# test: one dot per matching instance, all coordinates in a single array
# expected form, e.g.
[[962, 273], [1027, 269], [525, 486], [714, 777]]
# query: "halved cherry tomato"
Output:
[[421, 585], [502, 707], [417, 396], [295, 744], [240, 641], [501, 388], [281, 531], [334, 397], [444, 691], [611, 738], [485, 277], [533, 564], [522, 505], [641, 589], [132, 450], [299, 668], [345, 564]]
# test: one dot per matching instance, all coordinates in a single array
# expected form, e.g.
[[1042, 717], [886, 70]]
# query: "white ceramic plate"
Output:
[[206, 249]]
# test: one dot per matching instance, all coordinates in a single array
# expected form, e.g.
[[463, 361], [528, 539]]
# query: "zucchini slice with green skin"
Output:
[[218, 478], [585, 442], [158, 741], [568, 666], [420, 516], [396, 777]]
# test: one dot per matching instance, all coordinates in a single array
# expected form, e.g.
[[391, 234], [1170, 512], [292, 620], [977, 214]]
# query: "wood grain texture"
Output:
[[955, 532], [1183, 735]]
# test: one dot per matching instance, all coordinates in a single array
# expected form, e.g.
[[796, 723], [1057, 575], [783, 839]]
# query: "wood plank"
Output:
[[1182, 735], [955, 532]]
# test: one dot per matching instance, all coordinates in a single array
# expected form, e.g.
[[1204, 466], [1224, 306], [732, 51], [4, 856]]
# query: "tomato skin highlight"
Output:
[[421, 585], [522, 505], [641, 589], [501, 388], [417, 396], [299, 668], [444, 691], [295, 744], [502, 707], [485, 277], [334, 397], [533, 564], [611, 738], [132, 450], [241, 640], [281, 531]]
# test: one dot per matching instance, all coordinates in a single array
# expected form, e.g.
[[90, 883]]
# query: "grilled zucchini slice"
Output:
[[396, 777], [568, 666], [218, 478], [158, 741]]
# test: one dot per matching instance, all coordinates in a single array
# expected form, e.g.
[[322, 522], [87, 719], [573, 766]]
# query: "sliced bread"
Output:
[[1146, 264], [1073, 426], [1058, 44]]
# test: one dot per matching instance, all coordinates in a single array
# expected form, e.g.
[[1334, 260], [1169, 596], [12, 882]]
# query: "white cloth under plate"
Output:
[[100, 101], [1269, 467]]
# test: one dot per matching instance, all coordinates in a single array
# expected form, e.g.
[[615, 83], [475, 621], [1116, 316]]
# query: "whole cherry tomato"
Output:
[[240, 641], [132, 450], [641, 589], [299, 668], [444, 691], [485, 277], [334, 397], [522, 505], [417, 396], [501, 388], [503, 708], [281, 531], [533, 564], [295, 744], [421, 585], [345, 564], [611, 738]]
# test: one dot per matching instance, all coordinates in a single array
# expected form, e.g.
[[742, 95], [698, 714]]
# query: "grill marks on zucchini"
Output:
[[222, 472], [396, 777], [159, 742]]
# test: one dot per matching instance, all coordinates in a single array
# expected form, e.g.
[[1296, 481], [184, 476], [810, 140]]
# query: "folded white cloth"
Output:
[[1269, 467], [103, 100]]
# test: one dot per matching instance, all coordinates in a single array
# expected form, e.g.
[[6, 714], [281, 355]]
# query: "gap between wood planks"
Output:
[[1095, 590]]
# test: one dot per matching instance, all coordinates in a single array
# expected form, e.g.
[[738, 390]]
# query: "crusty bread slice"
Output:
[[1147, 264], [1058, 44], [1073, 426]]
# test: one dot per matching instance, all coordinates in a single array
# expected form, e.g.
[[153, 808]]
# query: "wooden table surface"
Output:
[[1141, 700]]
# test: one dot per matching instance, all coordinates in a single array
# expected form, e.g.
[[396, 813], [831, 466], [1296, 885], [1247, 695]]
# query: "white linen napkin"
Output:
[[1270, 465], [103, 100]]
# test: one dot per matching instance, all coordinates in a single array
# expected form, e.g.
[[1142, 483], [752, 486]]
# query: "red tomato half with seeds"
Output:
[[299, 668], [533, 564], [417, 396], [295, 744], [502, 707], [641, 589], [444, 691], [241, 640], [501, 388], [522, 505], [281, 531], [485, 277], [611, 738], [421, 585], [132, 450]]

OBJECTIVE: Copy out the whole listing exactly as written.

ANSWER TO THE TASK:
# test: one dot per matching instance, all coordinates in a single array
# expected form, e.g.
[[962, 273], [1027, 269], [525, 486], [714, 777]]
# query: "halved cherry tomato"
Output:
[[421, 585], [502, 707], [417, 396], [295, 744], [240, 641], [501, 388], [281, 531], [334, 397], [444, 691], [611, 738], [485, 277], [533, 564], [522, 505], [641, 589], [132, 450], [299, 668], [345, 564]]
# test: one dot per matching instance, all coordinates in a single array
# expected form, e.g.
[[1042, 717], [886, 70]]
# query: "white ceramic plate"
Output:
[[206, 249]]
# test: one dot per matching instance, all coordinates in a single array
# expected form, e.g.
[[463, 361], [528, 539]]
# query: "zucchini slice with green skin"
Output:
[[218, 478], [585, 442], [158, 741], [568, 666], [420, 516], [396, 777]]
# test: one dot per matching instance, all coordinates in a single array
# expected form, e.g.
[[391, 234], [1170, 512], [292, 620], [977, 214]]
# query: "wood grain texture"
Output:
[[955, 532], [1183, 735]]
# test: one dot per matching instance, all coordinates in a single array
# expected form, e.g.
[[796, 723], [1057, 575], [783, 839]]
# query: "wood plank"
Output:
[[1182, 735], [955, 532]]
# test: one dot per matching instance, all coordinates in a single array
# expected form, e.g.
[[1204, 466], [1224, 306], [732, 51], [4, 856]]
# query: "tomato skin highlight"
Output:
[[421, 585], [522, 505], [641, 589], [501, 388], [417, 396], [299, 668], [444, 691], [295, 744], [502, 707], [485, 277], [334, 397], [533, 564], [611, 738], [132, 450], [241, 640], [281, 531]]
# test: one dot per matching instance, all coordinates in a single array
# expected form, e.g.
[[90, 883]]
# query: "grilled zucchini slice"
Output:
[[396, 777], [568, 666], [218, 478], [158, 741]]
# test: one dot per matching instance, all coordinates in a single array
# expected form, e.g.
[[322, 522], [87, 719], [573, 766]]
# query: "sliced bread"
Output:
[[1146, 264], [1073, 426], [1058, 44]]
# test: one dot per matching instance, all coordinates in a single array
# expected form, e.g.
[[1334, 260], [1169, 596], [12, 882]]
# query: "white cloth under plate"
Output:
[[100, 101], [1269, 467]]
# test: one dot per matching instance, all coordinates in a single array
# expected form, e.g.
[[615, 83], [475, 621], [1116, 316]]
# query: "whole cherry tomato"
Output:
[[240, 641], [132, 450], [641, 589], [299, 668], [444, 691], [485, 277], [334, 397], [522, 505], [417, 396], [501, 388], [503, 708], [281, 531], [533, 564], [295, 744], [421, 585], [345, 564], [611, 738]]
# test: one dot per matching instance, all coordinates in a single array
# expected form, e.g.
[[742, 95], [698, 714]]
# query: "grill marks on zucchini"
Output:
[[222, 472], [396, 777], [159, 742]]
# test: one dot per matching instance, all coordinates in a single array
# expected form, e.g.
[[1296, 481], [184, 476], [810, 140]]
# query: "folded white cloth"
Output:
[[1269, 467], [103, 100]]
# test: one dot per matching instance, all coordinates in a single array
# expected form, e.g.
[[6, 714], [281, 355]]
# query: "gap between wood planks"
Output:
[[1095, 590]]
# test: one dot per matching instance, all coordinates in a single array
# expected form, e.g.
[[738, 390]]
# query: "crusty bread slice"
Output:
[[1147, 264], [1058, 44], [1073, 426]]
# test: one dot per matching instance, all coordinates in a single array
# expected form, e.g.
[[153, 808]]
# query: "wooden table surface"
Output:
[[1141, 700]]
# test: one dot per matching instance, all coordinates in a single array
# expected form, e.g.
[[396, 813], [831, 466], [1296, 885], [1247, 695]]
# query: "white linen napkin"
Output:
[[1270, 465], [103, 100]]
# test: one dot per matching instance, all coordinates in a single array
# expected form, e.g.
[[1142, 483], [752, 486]]
# query: "red tomato half with seeds"
Output:
[[299, 668], [533, 564], [417, 396], [295, 744], [502, 707], [641, 589], [444, 691], [241, 640], [501, 388], [522, 505], [281, 531], [485, 277], [611, 738], [421, 585], [132, 450]]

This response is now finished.